Instruction » Print the data below verbatim, from its first line through the line that contains "x=220 y=234", inclusive. Leave the pictures out of your answer.

====== Recorded data ======

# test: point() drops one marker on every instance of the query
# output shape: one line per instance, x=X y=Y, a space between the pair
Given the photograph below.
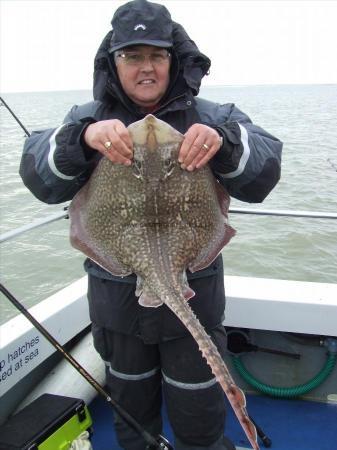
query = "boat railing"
x=260 y=212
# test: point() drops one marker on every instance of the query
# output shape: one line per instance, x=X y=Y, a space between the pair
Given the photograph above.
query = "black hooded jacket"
x=56 y=163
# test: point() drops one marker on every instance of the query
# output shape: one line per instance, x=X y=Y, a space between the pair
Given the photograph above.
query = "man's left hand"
x=200 y=145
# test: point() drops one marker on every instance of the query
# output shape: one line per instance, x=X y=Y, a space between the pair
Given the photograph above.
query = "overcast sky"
x=50 y=45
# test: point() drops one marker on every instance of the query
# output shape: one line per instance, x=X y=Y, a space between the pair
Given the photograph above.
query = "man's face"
x=143 y=71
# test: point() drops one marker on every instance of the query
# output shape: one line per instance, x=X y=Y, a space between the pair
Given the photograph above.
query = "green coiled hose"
x=287 y=392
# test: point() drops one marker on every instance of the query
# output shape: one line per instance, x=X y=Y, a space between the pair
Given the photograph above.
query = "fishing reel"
x=162 y=444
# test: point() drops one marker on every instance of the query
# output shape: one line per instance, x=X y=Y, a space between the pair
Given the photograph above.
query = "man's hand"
x=112 y=139
x=200 y=144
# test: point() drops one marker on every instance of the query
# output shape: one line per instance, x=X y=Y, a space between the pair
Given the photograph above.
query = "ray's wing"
x=83 y=240
x=220 y=234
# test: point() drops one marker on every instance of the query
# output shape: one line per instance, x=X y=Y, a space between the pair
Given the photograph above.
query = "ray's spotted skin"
x=156 y=220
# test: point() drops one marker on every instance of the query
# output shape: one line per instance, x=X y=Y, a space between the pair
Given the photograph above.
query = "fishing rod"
x=159 y=443
x=3 y=103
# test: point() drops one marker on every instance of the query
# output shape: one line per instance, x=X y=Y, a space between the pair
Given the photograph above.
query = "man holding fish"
x=147 y=64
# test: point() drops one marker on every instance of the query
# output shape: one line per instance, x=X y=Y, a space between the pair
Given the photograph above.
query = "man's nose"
x=147 y=63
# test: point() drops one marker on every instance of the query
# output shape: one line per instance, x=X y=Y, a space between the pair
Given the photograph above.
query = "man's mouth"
x=147 y=81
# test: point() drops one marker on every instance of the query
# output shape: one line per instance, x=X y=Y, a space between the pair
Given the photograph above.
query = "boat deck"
x=290 y=424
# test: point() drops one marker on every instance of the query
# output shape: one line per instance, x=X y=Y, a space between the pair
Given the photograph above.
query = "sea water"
x=304 y=117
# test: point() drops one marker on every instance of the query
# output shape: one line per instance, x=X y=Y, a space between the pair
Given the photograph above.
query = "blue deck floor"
x=290 y=424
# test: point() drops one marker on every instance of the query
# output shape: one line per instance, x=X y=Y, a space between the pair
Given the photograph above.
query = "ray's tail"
x=235 y=396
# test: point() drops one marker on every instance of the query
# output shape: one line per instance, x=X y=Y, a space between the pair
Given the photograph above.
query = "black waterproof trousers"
x=138 y=373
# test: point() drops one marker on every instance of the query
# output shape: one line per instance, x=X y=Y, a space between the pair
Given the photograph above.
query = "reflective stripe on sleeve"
x=129 y=377
x=189 y=386
x=244 y=157
x=51 y=162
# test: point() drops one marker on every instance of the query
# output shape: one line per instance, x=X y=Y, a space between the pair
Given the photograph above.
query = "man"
x=147 y=63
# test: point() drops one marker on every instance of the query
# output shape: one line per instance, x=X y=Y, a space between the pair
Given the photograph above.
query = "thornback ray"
x=156 y=220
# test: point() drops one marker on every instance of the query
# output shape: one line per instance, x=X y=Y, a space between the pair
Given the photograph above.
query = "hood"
x=188 y=68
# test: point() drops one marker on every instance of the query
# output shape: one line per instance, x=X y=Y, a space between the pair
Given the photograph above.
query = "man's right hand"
x=112 y=139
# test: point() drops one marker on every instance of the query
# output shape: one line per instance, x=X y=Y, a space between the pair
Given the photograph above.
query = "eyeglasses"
x=138 y=59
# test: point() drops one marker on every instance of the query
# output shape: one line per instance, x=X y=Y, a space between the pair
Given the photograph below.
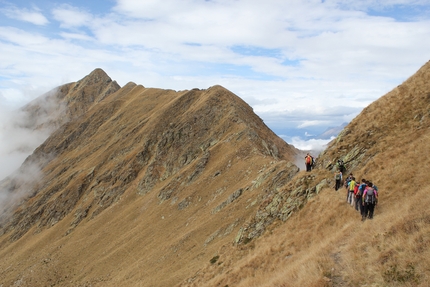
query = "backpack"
x=370 y=196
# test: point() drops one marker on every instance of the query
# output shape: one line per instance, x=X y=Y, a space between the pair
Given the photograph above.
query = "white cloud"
x=71 y=17
x=33 y=16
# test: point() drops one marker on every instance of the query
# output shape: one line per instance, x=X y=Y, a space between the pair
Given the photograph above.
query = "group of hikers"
x=362 y=196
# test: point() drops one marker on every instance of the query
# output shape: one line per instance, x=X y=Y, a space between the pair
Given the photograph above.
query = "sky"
x=302 y=65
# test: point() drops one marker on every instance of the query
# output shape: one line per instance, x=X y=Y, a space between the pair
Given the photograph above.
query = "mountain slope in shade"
x=137 y=181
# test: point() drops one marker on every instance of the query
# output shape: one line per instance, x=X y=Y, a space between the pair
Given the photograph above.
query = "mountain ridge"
x=162 y=188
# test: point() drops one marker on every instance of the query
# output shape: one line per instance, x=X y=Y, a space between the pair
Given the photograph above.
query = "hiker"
x=309 y=160
x=351 y=187
x=347 y=181
x=359 y=195
x=370 y=197
x=338 y=179
x=340 y=166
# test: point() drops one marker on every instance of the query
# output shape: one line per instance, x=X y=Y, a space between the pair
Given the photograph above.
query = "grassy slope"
x=326 y=244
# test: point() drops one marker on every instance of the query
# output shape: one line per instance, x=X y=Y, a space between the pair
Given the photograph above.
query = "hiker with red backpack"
x=370 y=198
x=351 y=186
x=358 y=196
x=338 y=179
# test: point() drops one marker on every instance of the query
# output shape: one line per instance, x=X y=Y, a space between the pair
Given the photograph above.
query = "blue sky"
x=303 y=65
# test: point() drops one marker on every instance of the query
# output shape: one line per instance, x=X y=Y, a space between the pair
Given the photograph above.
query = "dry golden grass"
x=140 y=241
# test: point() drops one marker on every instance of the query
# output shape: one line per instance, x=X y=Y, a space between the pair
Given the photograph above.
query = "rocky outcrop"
x=281 y=203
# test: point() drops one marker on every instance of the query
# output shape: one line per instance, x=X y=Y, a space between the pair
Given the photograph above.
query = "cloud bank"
x=301 y=65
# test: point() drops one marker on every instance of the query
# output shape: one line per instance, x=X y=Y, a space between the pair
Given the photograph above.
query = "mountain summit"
x=143 y=171
x=149 y=187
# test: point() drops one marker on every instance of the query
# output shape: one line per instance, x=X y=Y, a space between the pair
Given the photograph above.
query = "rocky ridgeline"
x=138 y=139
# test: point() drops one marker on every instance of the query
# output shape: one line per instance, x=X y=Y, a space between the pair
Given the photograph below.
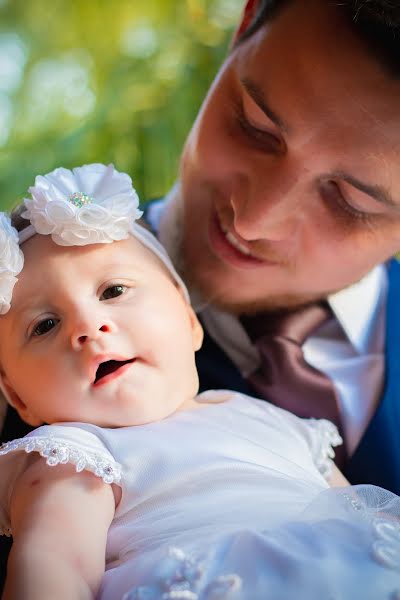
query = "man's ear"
x=248 y=15
x=22 y=409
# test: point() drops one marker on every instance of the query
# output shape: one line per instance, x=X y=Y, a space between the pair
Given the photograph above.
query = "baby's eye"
x=112 y=292
x=44 y=326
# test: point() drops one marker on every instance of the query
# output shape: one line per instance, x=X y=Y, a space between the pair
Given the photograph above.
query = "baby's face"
x=97 y=334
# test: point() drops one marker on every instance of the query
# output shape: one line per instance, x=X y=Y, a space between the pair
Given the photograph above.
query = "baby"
x=136 y=488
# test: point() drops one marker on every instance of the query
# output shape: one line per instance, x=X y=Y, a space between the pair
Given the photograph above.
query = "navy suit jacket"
x=377 y=458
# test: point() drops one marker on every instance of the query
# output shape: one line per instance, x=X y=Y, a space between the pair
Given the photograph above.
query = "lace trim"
x=328 y=438
x=182 y=580
x=56 y=452
x=60 y=453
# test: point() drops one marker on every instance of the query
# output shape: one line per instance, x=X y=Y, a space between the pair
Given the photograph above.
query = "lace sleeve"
x=58 y=446
x=58 y=452
x=325 y=437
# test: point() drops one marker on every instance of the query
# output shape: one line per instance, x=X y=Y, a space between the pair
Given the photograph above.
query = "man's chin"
x=231 y=301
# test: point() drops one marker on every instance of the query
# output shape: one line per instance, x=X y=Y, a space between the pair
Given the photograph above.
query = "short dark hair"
x=376 y=22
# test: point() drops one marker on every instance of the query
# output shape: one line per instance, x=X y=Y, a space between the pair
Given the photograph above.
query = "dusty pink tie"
x=283 y=377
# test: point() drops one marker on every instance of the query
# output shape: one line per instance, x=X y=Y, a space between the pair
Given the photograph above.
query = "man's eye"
x=113 y=292
x=266 y=140
x=44 y=327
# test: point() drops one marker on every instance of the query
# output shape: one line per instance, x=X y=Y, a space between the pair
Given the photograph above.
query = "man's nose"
x=88 y=329
x=268 y=209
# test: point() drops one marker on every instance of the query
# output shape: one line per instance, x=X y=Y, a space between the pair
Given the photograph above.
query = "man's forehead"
x=339 y=104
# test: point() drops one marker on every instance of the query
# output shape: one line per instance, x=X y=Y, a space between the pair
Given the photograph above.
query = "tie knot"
x=295 y=325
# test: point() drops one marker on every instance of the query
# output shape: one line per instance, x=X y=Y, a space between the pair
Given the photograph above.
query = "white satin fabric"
x=228 y=501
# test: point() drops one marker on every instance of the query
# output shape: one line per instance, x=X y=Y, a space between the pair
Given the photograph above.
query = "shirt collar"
x=360 y=310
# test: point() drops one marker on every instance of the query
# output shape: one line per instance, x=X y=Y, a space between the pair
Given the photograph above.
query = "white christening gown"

======

The answer »
# test: point() drops one marker on every instance of the query
# output shape: one line per instance, x=X y=Y, a space between the pair
Given the photograph below.
query = "boat railing"
x=260 y=212
# test: point() drops one marker on every instance of the query
# output shape: one line per instance, x=X y=Y, a space between the pair
Given the photograph above.
query = "black hooded jacket"
x=56 y=163
# test: point() drops one marker on every instance of the query
# output shape: one line per instance, x=X y=Y, a space between the pair
Given the photograph above.
query = "man's left hand"
x=200 y=145
# test: point() drops one marker on every instance of the query
# output shape: one line per instance, x=X y=Y, a space between the pair
Given the photograph above.
query = "overcast sky"
x=50 y=45
# test: point() drops one marker on every instance of the query
# output shape: one line per instance, x=X y=Y, a space between the pair
Given the photograph above.
query = "man's face"
x=143 y=71
# test: point() drops one marker on every instance of the query
# output shape: one line per instance, x=X y=Y, a space between the pair
Given the photograph above.
query = "green coiled hose"
x=287 y=392
# test: point() drops one marker on every instance of the query
# output shape: one line per instance, x=X y=Y, a space between the pair
Given the photograph above.
query = "fishing reel"
x=162 y=444
# test: point() drops one marker on every instance of the query
# output shape: one line per instance, x=X y=Y, a space between the pair
Given the photograph above.
query = "man's hand"
x=112 y=139
x=200 y=144
# test: point() drops one marker on every instance of the query
# output shape: one line per instance, x=X y=Y, a space between the pair
Given the photograph above.
query = "ray's wing"
x=83 y=240
x=220 y=234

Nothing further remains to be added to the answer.